Challenges
• 1. Turn the paragraph of the poppler commit that begins "poppler/CharCodeToUnicode.cc" into a short list that keeps its main facts.
• 2. Swap "insertions" for "additions" in the poppler commit and give that stretch again, starting at "Sat Feb 6 23:27:50" and ending at "insertions(+), 9 deletions(-)".

Source
[poppler] poppler/CharCodeToUnicode.cc poppler/CharCodeToUnicode.h

Sat Feb 6 23:27:50 UTC 2021

poppler/CharCodeToUnicode.cc |  112 ++++++++++++++++++++++++++++++++++++++++---
 poppler/CharCodeToUnicode.h  |    5 +
 2 files changed, 108 insertions(+), 9 deletions(-)

New commits:
commit 41f5acecf50aa6b16f95aca557dbcf6b49b8f394
Author: Albert Astals Cid <aacid at kde.org>
Date:   Sat Feb 6 23:58:07 2021 +0100

    Fix parsing text in some broken pdf files
    
    Workaround imported from xpdf 4.02
    
    Fixes issue #1040

diff --git a/poppler/CharCodeToUnicode.cc b/poppler/CharCodeToUnicode.cc
index eba94d62..f7cc5be1 100644
--- a/poppler/CharCodeToUnicode.cc
+++ b/poppler/CharCodeToUnicode.cc
@@ -13,7 +13,7 @@
 // All changes made under the Poppler project to this file are licensed
 // under GPL version 2 or later
 //
-// Copyright (C) 2006, 2008-2010, 2012, 2018-2020 Albert Astals Cid <aacid at kde.org>
+// Copyright (C) 2006, 2008-2010, 2012, 2018-2021 Albert Astals Cid <aacid at kde.org>
 // Copyright (C) 2007 Julien Rebetez <julienr at svn.gnome.org>
 // Copyright (C) 2007 Koji Otani <sho at bbr.jp>
 // Copyright (C) 2008 Michael Vrable <mvrable at cs.ucsd.edu>
@@ -265,7 +265,10 @@ CharCodeToUnicode *CharCodeToUnicode::parseCMap(const GooString *buf, int nBits)
 
     ctu = new CharCodeToUnicode(nullptr);
     const char *p = buf->c_str();
-    ctu->parseCMap1(&getCharFromString, &p, nBits);
+    if (!ctu->parseCMap1(&getCharFromString, &p, nBits)) {
+        delete ctu;
+        return nullptr;
+    }
     return ctu;
 }
 
@@ -276,8 +279,11 @@ CharCodeToUnicode *CharCodeToUnicode::parseCMapFromFile(const GooString *fileNam
 
     ctu = new CharCodeToUnicode(nullptr);
     if ((f = globalParams->findToUnicodeFile(fileName))) {
-        ctu->parseCMap1(&getCharFromFile, f, nBits);
-        fclose(f);
+        if (!ctu->parseCMap1(&getCharFromFile, f, nBits)) {
+            delete ctu;
+            fclose(f);
+            return nullptr;
+        }
     } else {
         error(errSyntaxError, -1, "Couldn't find ToUnicode CMap file for '{0:t}'", fileName);
     }
@@ -290,7 +296,7 @@ void CharCodeToUnicode::mergeCMap(const GooString *buf, int nBits)
     parseCMap1(&getCharFromString, &p, nBits);
 }
 
-void CharCodeToUnicode::parseCMap1(int (*getCharFunc)(void *), void *data, int nBits)
+bool CharCodeToUnicode::parseCMap1(int (*getCharFunc)(void *), void *data, int nBits)

Data segment
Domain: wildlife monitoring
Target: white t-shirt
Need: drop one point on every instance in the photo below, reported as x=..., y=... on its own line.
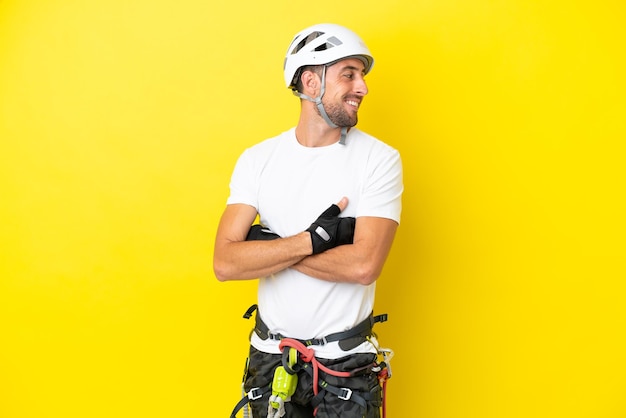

Task responses
• 1.
- poppler/CharCodeToUnicode.cc: 112 lines changed
- poppler/CharCodeToUnicode.h: 5 lines changed
- Total: 2 files changed, 108 insertions, 9 deletions

• 2.
Sat Feb 6 23:27:50 UTC 2021

poppler/CharCodeToUnicode.cc |  112 ++++++++++++++++++++++++++++++++++++++++---
 poppler/CharCodeToUnicode.h  |    5 +
 2 files changed, 108 additions(+), 9 deletions(-)